__Selected excerpt__.
+++++

How to Use Excel's Conditional Formatting

A Case Study - Hospital Bed Management


One of the most fun capabilities in Excel is conditional formatting. QI Macros uses conditional formatting in its Gantt Chart and Balanced Scorecard templates. Added in Excel 97, you can select any number of cells, then click on FORMAT-Conditional Formatting to get Excel to change the color in a cell based on its content. The initial window looks like this:

Conditional formatting window

Excel gives you the choice of defining the cell value equal to a single value or between two values. You can also set up to three conditions for a cell.

Following is an example of using conditional formatting to build a bed management system for a hospital. Although this example is specific to healthcare, you can find applications for conditional formatting in any industry.

The Case Study

Hospital beds are full to overflowing which results in delayed care, emergency rooms who have to divert ambulances, and a host of clinical and administrative problems. The World War II generation is 80+ and the first Baby Boomers turned 60 this year. It isn't going to get any better in the near term. More facilities isn't the problem, because most hospitals find it hard to get enough qualified nursing staff as it is.

+++++

__Records__.
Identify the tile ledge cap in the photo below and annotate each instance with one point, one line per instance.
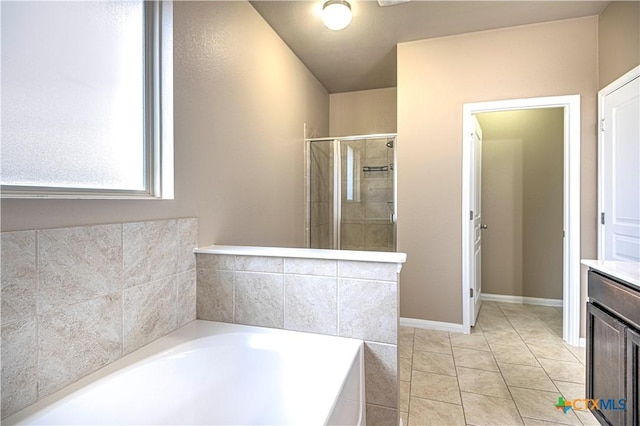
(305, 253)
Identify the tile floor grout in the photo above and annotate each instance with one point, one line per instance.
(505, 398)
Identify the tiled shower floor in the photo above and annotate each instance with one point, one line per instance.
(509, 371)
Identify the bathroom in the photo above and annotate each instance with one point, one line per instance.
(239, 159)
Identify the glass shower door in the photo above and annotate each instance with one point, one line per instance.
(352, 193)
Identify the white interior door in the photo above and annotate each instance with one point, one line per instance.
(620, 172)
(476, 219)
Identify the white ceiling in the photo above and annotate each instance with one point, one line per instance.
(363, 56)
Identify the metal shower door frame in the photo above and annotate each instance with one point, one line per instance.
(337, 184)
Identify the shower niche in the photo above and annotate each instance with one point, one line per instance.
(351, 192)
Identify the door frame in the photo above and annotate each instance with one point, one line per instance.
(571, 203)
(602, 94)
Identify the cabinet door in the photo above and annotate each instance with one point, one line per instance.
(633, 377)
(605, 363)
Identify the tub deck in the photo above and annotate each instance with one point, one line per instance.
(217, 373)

+++++

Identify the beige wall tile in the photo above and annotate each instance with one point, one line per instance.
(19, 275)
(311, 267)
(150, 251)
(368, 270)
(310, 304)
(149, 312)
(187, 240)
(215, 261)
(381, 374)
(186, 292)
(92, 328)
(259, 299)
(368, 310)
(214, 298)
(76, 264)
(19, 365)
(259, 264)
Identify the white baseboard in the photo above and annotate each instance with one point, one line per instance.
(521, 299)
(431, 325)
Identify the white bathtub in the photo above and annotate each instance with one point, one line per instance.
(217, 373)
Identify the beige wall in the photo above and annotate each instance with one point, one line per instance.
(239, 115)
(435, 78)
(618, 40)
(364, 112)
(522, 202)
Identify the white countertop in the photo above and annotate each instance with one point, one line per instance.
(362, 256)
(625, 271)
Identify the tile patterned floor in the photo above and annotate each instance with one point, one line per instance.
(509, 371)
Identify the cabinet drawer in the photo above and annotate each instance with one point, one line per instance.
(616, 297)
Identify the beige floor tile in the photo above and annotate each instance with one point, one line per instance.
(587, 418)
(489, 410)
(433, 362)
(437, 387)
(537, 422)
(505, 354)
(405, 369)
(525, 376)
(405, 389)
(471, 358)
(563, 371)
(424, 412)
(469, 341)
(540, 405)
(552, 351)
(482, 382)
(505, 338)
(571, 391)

+++++

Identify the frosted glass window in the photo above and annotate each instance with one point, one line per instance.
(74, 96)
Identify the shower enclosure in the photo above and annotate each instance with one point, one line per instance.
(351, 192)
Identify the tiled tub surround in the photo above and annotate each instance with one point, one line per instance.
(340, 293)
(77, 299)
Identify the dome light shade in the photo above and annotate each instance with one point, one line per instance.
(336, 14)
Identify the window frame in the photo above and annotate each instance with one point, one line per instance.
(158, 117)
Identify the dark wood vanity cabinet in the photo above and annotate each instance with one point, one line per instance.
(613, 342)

+++++

__Problem A__.
Reproduce the stretch of the article on Excel conditional formatting from "Conditional formatting window" through "in any industry.".
__Problem B__.
Summarize the article on Excel conditional formatting in two sentences.
__Problem C__.
Resume the article on Excel conditional formatting after its final sentence and carry it forward.
The records come from a source unrelated to the text above.

__Final answer A__.
Conditional formatting window

Excel gives you the choice of defining the cell value equal to a single value or between two values. You can also set up to three conditions for a cell.

Following is an example of using conditional formatting to build a bed management system for a hospital. Although this example is specific to healthcare, you can find applications for conditional formatting in any industry.

__Final answer B__.
Excel's conditional formatting, added in Excel 97, changes a cell's color based on its content, lets a cell value be set equal to a single value or between two values, and allows up to three conditions per cell. The article applies it to hospital bed management, where overflowing beds cause delayed care and diverted ambulances, and more facilities are not the answer because most hospitals struggle to find enough qualified nursing staff.

__Final answer C__.
To deal with this problem, some hospitals have purchased expensive bed management systems, only to discover that systems don't necessarily make you more effective... they only clarify the level of your problem.

What do you do if you don't have the money to throw at a big bed management system? Simple: use the power of Excel.

What is Bed Management?

Every hospital has a bed management person who keeps track of the availability of beds: what beds are occupied, being cleaned, unstaffed, or available.

The bed management person often has to make rounds to discover the true nature of the bed issues on any given day. They keep most of this information in their head, which makes it hard to manage the hospital.

Solution: Get it out of their head and into a format that managers, nurses and doctors can use to improve patient throughput.

Constraints:

  1. You can't put men and women in the same multi-bed room.
  2. Because of HIPAA which preserves a patient's right to privacy, you probably don't want to put patient names into a spreadsheet if it can be avoided.
  3. Excel limits you to four color choices (a default plus 3 conditions) to show bed status (but this is enough).

Using Conditional Formatting to Automate Bed Management
For one local hospital, I created a spreadsheet of the beds in all areas of the hospital: ER, maternity, ICU, cardiac, medical and surgical beds. Fortunately, this hospital has private rooms, so I didn't have to worry about the male/female constraints.

bed management system in Excel

Looks pretty simple doesn't it? By using Excel's conditional formatting capability, we can use codes for the cells to automate the color coding to show the status of every bed.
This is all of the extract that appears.